SELECTED EXTRACT »
╭──

IN the face of unrelenting pressure from within Zanu PF, President Robert Mugabe has once again turned to the church for divine intervention and votes, as angry war veterans have vowed to dump him, while vicious factional fights threaten to tear apart the party ahead of the 2018 elections.
Last Friday, Mugabe dangled a carrot to Zimbabwe Assemblies of God Africa (Zaoga) church members, offering them additional land for expansion of the Zimbabwe Ezekiel Guti University (Zegu) and “wrote off” the $2 million the educational institution owes to Bindura Municipality.
“We fought for land, and I was actually saying, the piece of land is small, be free to approach us when you need more land to expand your activities. No one will remove you from this land. You are not going to pay anything.
“You fought for this country with prayer, while us, the liberators, used our hands to fight for the land. This is the land that we fought for, we are giving you free of charge, and if you want some more, to build some more faculties like mining and agriculture, we will give you some more.”
Mugabe’s son-in-law, Simba Chikore is a member of the Zaoga church.
In what appeared to be a clear contempt of court processes, Mugabe chastised Chikumba for taking the church to court and pushing for demolition of the university’s structures.
The matter is still pending at the High Court, where Chikumba claims the university was built on his gold claims.
Mugabe also pleaded with Zaoga leader, Ezekiel Guti to pray for the restoration of moral values in the country, saying moral decadence had triggered fights and quarrels in society, including political parties.
“As I said, we are losing our morals and things are getting worse. Archbishop Guti, you should pray for our moral revival,” he said.
This is not the first time the ruling party has turned to the church for votes, as its top officials normally grace large church gatherings, particularly when major elections are looming.

╰──

DATASET EXCERPT »

╭──

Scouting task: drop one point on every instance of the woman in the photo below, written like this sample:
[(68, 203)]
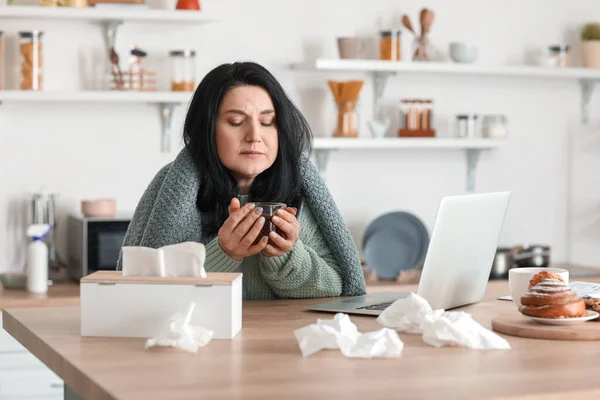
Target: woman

╰──

PROBLEM DESCRIPTION » Reproduce word for word the stretch of the article on Mugabe and the Zaoga church from "Mugabe’s son-in-law, Simba" through "elections are looming.".

SOLUTION TO THIS EXERCISE »
Mugabe’s son-in-law, Simba Chikore is a member of the Zaoga church.
In what appeared to be a clear contempt of court processes, Mugabe chastised Chikumba for taking the church to court and pushing for demolition of the university’s structures.
The matter is still pending at the High Court, where Chikumba claims the university was built on his gold claims.
Mugabe also pleaded with Zaoga leader, Ezekiel Guti to pray for the restoration of moral values in the country, saying moral decadence had triggered fights and quarrels in society, including political parties.
“As I said, we are losing our morals and things are getting worse. Archbishop Guti, you should pray for our moral revival,” he said.
This is not the first time the ruling party has turned to the church for votes, as its top officials normally grace large church gatherings, particularly when major elections are looming.